From the Journals

Recurrent Bleeding in Small-Intestinal Angiodysplasia Reduced by Thalidomide


 

FROM THE NEW ENGLAND JOURNAL OF MEDICINE

Retreatment May Be Necessary

In an accompanying editorial, Loren Laine, MD, chief of the section of digestive diseases, internal medicine, and medical chief, digestive health, Yale School of Medicine, New Haven, Connecticut, affirmed the authors’ conclusions and commended the quality of evidence they provided.

“Their results suggest that thalidomide may be disease-modifying, with efficacy persisting after discontinuation,” wrote Dr. Laine, also a Yale professor of medicine and digestive diseases.

While thalidomide effectively prevented rebleeding for 42 patients during the year after therapy was stopped, suggesting an alteration of angiodysplasias, rebleeding during the subsequent 3-27 months occurred among 20 of those patients, Dr. Laine noted. That finding, “suggests that retreatment will be needed,” although the appropriate duration of treatment before retreatment and the duration of retreatment remain unclear, he added.

The study’s reliance on bleeding episodes that were defined by positive fecal occult blood tests, which may be clinically unimportant, is a weakness in the trial, Dr. Laine wrote.

Despite the study’s positive findings, clinicians may still prefer somatostatin analogues because of their potential for better safety and, with once-monthly injections versus daily thalidomide pills, their likelihood for better adherence, Dr. Laine wrote. “[They] will reserve thalidomide for use in patients who have continued bleeding or side effects with somatostatin analogues,” he added.

▶ _What is expected_
Continue the journal report on thalidomide for recurrent bleeding from small-intestinal angiodysplasia, picking up after its final sentence.

▶ _Listed records_
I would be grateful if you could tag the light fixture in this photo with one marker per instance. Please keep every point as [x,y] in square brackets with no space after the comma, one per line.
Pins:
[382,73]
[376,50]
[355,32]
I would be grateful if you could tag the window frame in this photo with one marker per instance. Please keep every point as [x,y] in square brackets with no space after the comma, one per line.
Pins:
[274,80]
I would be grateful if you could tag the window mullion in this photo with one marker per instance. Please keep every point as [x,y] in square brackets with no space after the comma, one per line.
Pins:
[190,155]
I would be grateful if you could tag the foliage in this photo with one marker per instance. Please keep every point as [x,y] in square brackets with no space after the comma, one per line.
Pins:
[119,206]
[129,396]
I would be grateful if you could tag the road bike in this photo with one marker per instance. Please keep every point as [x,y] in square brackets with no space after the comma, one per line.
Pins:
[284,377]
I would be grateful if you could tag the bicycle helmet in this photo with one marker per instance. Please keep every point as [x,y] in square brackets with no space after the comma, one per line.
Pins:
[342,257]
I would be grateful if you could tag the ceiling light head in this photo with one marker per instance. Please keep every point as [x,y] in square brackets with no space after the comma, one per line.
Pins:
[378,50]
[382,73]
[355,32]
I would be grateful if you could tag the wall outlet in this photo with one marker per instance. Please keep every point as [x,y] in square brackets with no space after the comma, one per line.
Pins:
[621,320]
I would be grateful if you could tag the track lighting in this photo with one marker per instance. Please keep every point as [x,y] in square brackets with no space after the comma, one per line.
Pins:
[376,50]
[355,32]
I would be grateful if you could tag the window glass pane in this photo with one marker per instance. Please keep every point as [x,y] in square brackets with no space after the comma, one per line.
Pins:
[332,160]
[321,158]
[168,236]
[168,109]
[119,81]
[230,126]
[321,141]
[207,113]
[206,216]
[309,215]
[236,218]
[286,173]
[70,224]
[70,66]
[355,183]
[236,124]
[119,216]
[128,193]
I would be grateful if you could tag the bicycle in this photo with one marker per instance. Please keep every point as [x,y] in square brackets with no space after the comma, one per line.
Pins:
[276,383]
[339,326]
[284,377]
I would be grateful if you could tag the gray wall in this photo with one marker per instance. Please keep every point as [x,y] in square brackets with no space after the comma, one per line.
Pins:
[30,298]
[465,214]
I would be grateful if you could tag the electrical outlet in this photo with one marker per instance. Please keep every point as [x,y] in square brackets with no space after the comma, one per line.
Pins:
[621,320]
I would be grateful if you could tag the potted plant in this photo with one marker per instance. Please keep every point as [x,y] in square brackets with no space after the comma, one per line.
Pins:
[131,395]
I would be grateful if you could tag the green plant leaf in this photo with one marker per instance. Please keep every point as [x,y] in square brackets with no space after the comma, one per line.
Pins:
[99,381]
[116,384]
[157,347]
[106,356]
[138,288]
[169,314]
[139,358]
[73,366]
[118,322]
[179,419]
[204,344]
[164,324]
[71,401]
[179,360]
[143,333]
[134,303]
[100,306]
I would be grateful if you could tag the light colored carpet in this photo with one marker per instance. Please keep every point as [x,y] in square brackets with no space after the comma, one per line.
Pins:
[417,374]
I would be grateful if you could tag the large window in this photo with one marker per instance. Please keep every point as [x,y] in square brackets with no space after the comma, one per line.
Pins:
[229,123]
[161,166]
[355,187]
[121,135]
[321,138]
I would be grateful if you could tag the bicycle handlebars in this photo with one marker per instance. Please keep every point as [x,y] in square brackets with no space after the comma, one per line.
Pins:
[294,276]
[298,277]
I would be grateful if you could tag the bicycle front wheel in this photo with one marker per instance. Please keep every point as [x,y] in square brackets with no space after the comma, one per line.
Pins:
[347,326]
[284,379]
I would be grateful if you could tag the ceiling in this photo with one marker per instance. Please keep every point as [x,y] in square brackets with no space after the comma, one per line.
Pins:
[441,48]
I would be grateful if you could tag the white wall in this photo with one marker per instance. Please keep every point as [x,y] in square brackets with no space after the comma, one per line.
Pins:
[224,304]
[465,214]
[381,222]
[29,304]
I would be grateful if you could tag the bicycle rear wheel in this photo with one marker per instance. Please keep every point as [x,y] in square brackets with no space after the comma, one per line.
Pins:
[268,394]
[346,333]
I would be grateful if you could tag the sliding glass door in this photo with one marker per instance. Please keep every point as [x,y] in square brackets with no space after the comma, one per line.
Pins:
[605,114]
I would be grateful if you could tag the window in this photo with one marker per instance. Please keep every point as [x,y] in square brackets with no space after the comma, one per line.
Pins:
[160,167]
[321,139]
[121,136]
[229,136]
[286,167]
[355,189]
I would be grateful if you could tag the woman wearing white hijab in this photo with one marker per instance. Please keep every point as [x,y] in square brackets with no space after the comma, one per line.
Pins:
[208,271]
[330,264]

▶ _Task output_
Somatostatin is rarely used in the treatment of SIA bleeding in China, where thalidomide is relatively easy to obtain and is being used clinically, Dr. Ge told this news organization in response to Dr. Laine’s editorial. “The clinical application of thalidomide has been taken up in other [Chinese] hospitals that have seen our research,” he added.

Future research may include randomized controlled trials of somatostatin, since Chinese experience with it is so limited, Dr. Ge said. “We would want to compare efficacy, safety, feasibility and cost-effectiveness between somatostatin and thalidomide,” he added.

The study was supported by grants from the National Natural Science Foundation of China and a grant from the Shanghai Municipal Education Commission, Gaofeng Clinical Medicine. The author disclosures can be found with the original article.